(Dataset rows)
------------------------------

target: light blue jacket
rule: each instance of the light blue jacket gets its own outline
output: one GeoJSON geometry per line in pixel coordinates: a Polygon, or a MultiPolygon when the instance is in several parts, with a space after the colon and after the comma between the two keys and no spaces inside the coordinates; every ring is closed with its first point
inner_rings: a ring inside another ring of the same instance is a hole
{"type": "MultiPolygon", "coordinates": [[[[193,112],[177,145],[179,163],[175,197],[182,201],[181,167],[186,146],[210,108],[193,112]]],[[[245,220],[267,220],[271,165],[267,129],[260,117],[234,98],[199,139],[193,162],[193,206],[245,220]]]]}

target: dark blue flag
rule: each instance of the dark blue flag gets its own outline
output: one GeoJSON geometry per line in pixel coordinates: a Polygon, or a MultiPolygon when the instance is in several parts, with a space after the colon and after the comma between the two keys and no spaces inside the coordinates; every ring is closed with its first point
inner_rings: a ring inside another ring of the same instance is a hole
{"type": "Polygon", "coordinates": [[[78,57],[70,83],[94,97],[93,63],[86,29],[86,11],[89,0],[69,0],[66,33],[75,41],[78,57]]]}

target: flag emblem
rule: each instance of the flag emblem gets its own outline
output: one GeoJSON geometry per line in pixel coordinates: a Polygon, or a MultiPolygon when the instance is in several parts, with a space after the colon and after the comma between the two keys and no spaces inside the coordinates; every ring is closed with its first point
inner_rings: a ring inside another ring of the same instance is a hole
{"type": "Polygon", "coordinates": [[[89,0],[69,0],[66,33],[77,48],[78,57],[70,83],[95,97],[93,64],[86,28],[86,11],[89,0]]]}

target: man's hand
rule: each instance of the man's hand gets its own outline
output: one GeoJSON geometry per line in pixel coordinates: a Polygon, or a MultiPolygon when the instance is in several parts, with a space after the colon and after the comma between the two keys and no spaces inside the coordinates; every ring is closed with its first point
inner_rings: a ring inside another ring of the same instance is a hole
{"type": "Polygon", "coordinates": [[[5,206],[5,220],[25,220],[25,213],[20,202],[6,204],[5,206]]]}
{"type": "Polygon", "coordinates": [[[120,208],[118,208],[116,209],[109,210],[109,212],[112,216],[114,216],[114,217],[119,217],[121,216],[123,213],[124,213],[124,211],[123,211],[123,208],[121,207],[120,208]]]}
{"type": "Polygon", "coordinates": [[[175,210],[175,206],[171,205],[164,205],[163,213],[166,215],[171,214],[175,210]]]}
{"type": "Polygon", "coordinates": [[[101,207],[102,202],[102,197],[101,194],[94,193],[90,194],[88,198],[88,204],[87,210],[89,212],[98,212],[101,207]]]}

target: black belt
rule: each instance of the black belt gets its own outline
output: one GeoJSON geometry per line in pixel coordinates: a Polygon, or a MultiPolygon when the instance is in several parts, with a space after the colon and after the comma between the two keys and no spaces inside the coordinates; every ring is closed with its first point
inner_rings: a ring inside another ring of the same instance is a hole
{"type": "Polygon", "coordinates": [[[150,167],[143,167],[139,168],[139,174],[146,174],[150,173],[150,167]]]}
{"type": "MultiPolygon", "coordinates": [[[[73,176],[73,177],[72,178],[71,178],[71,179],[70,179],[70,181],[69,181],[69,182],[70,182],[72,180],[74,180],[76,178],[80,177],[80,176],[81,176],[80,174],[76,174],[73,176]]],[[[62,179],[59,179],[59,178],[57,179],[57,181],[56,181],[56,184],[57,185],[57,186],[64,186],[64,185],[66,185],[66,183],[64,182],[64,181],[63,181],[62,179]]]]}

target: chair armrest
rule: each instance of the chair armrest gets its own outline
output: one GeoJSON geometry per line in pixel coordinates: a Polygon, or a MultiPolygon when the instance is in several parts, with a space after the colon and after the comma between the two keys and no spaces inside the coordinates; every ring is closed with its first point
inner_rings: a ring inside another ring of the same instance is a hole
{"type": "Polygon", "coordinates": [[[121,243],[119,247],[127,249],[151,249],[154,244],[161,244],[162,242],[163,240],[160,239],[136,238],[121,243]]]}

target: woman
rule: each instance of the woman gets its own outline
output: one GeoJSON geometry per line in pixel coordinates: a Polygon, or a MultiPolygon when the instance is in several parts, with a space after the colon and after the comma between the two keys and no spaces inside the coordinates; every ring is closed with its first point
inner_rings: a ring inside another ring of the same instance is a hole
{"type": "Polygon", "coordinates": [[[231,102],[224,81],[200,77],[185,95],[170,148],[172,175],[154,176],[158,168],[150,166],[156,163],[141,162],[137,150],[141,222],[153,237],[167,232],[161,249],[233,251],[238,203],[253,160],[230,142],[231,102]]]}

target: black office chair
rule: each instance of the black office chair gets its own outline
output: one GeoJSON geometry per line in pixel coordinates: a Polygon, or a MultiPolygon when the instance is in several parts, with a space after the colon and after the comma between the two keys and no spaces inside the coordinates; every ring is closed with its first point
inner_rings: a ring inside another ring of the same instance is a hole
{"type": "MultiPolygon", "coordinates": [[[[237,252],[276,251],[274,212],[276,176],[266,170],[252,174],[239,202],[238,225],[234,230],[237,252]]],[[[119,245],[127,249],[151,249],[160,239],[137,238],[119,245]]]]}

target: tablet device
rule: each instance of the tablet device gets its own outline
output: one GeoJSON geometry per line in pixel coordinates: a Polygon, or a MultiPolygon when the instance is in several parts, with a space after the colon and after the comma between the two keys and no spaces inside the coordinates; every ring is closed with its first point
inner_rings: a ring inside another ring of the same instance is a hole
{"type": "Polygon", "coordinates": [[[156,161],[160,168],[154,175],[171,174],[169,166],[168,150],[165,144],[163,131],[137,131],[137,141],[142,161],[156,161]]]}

------------------------------

[Directions]
Copy the entries above from the start through the line containing "rule: each instance of the light", including that line.

[Written response]
target: light blue jacket
rule: each instance of the light blue jacket gets its own outline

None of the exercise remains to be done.